== Information provided ==

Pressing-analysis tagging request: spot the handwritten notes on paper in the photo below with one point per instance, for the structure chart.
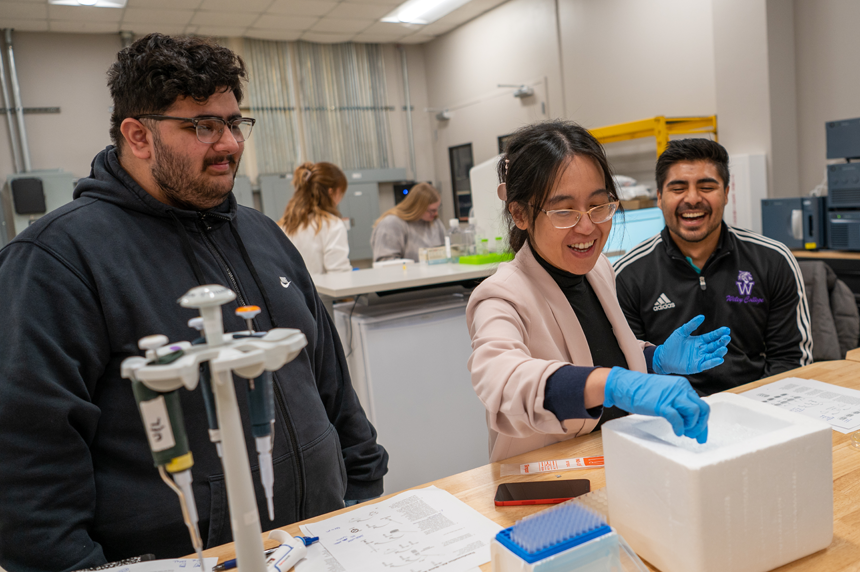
(416, 531)
(836, 405)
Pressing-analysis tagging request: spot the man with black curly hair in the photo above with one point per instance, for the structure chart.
(82, 285)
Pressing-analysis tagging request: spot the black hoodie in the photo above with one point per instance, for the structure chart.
(80, 287)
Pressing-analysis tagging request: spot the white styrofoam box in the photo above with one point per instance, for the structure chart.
(757, 495)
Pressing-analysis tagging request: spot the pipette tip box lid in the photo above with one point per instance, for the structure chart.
(757, 495)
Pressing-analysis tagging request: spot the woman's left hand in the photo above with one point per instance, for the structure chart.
(684, 353)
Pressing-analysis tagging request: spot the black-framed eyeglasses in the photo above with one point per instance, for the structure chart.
(210, 129)
(568, 218)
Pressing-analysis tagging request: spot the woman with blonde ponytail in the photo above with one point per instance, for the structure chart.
(411, 225)
(311, 220)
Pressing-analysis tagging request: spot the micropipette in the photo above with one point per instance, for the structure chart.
(261, 406)
(206, 389)
(168, 442)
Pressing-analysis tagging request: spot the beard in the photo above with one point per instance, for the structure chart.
(693, 236)
(186, 186)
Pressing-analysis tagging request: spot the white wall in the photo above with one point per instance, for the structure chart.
(515, 43)
(613, 61)
(626, 60)
(69, 71)
(828, 83)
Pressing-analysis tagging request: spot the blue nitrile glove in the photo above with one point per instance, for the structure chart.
(670, 397)
(684, 354)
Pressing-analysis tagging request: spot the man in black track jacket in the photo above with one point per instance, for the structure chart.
(700, 265)
(84, 283)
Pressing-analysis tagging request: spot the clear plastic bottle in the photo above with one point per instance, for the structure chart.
(499, 246)
(470, 234)
(455, 238)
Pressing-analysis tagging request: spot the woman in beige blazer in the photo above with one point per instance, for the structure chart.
(551, 349)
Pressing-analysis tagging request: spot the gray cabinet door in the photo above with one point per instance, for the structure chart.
(361, 206)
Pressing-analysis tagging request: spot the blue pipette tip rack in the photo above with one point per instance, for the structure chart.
(569, 535)
(552, 531)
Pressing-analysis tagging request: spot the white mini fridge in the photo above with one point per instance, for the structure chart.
(407, 361)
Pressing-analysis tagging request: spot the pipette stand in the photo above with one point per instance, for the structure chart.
(247, 357)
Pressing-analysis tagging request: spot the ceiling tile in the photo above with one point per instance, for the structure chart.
(389, 3)
(392, 28)
(364, 11)
(438, 28)
(23, 11)
(282, 35)
(223, 31)
(26, 25)
(225, 19)
(234, 6)
(156, 16)
(375, 38)
(302, 7)
(471, 10)
(79, 26)
(168, 4)
(323, 38)
(327, 24)
(144, 28)
(417, 39)
(280, 22)
(84, 13)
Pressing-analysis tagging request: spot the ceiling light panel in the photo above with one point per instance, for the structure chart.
(90, 3)
(423, 11)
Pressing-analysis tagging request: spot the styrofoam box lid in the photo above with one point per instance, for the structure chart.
(737, 426)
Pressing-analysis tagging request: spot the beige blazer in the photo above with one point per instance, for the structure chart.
(523, 329)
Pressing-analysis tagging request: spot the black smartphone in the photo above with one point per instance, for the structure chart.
(540, 492)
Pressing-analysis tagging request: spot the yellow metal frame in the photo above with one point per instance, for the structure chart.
(660, 127)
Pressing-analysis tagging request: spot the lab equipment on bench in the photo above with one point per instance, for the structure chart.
(686, 507)
(568, 537)
(798, 222)
(157, 379)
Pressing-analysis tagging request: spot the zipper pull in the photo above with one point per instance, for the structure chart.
(203, 221)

===

Task: The listing above needs to be output again exactly. Don't include the pictures.

Response:
Pressing-analysis tagging request: spot the handwritten notes on paper in the photo below with one point per instance, for the structure chart.
(416, 531)
(836, 405)
Pressing-analysis tagging request: spot the man with black curly hair in the photo above with one point per instance, for the structure chart.
(82, 285)
Pressing-analysis tagging request: spot the black hoodie in the photo above with one point per instance, for the structure chart.
(80, 287)
Pressing-analysis tagging request: spot the white styrofoam box in the photo above with one point per instance, for the structure chart.
(757, 495)
Pressing-analysis tagging request: spot the pipette tip box lid in the photo above with one point per instance, for the structure chart.
(757, 495)
Pressing-analysis tagging request: spot the woman's left hand in the photo above with one point per instance, for the structure chart.
(684, 353)
Pressing-analysis tagging request: spot the black-framed eyeglasses in the photo above with one point per instance, for the structure chart.
(210, 129)
(568, 218)
Pressing-analysis tagging request: spot the woman with blonde ponytail in the photo above with one point per instance, for the structure chart.
(411, 225)
(311, 220)
Pressing-analysis tagging request: spot the micropipette in the photo above with one point per instance, for the structure chart.
(261, 406)
(206, 389)
(168, 442)
Pressing-analysis tagging request: spot the beard in the photo above with one point per instance, for the structure chart.
(693, 236)
(186, 186)
Pressing-analysis tagging request: spot the white wall in the photo above with one point per instance, for the structure chart.
(515, 43)
(613, 61)
(626, 60)
(69, 71)
(828, 83)
Pressing-analysis tagging request: spot the blue nitrile glove in the photo above with one point per instance, for the structure chart.
(670, 397)
(684, 354)
Pressing-analysis tagging request: spot the man in black track jacket in the photo above with one point per instance, for the structure chart.
(700, 265)
(84, 283)
Pressing-analysis tagging request: spot the clear plastic bottle in the photo above with one point per instance, for the structure chart.
(499, 246)
(470, 234)
(455, 238)
Pressing-analysis tagging request: spot the woman in beige blazer in the photo above with one point per instance, for the structure chart.
(551, 349)
Pressing-analysis tagging request: spot the gray cabinet door in the photo above with one point per instance, for the structure chart.
(361, 206)
Pressing-analysis tagging request: spot the blue pipette tip rack in the photo above with one point per instance, for the structure chart.
(569, 535)
(552, 531)
Pressing-analysis tagging request: spot the white mini fridge in the photo above with one point per instance, for the structure chart.
(407, 361)
Pressing-analysis tagging request: spot the pipette stand in the photo above with one point per instance, for the structure chart.
(247, 357)
Pressing-analysis tagging request: spot the ceiling tile in the photo above with one point per instance, for the structure chart.
(389, 3)
(392, 28)
(364, 11)
(438, 28)
(23, 11)
(282, 35)
(223, 31)
(26, 25)
(225, 19)
(234, 6)
(156, 16)
(375, 38)
(302, 7)
(471, 10)
(79, 26)
(168, 4)
(323, 38)
(327, 24)
(144, 28)
(417, 39)
(280, 22)
(84, 13)
Pressing-analysis tagging request: spot the ceiling light panel in the photo above with one point per instance, for the structure chart.
(90, 3)
(423, 11)
Pressing-analysis tagging request: spot the styrofoam box lid in the photo above with one point per instance, for the structure chart.
(737, 426)
Pressing-analysis tagging request: spot the beige blazer in the photo above with one point per instance, for the structure chart.
(523, 329)
Pressing-analysis tagging request: spot the black smartphone in the photo above with one point per instance, for the structure chart.
(540, 492)
Pressing-analysis tagging request: spot the yellow metal frame in the photo above with one point per instance, for the structure chart.
(660, 127)
Pressing-analysis tagging request: spot the lab equipment on bench in the photo above with one point per instance, for the structure chart.
(686, 507)
(568, 537)
(798, 222)
(157, 379)
Pressing-analysis tagging request: spot the zipper pull in the photo above with one point per instance, for the structure chart.
(203, 221)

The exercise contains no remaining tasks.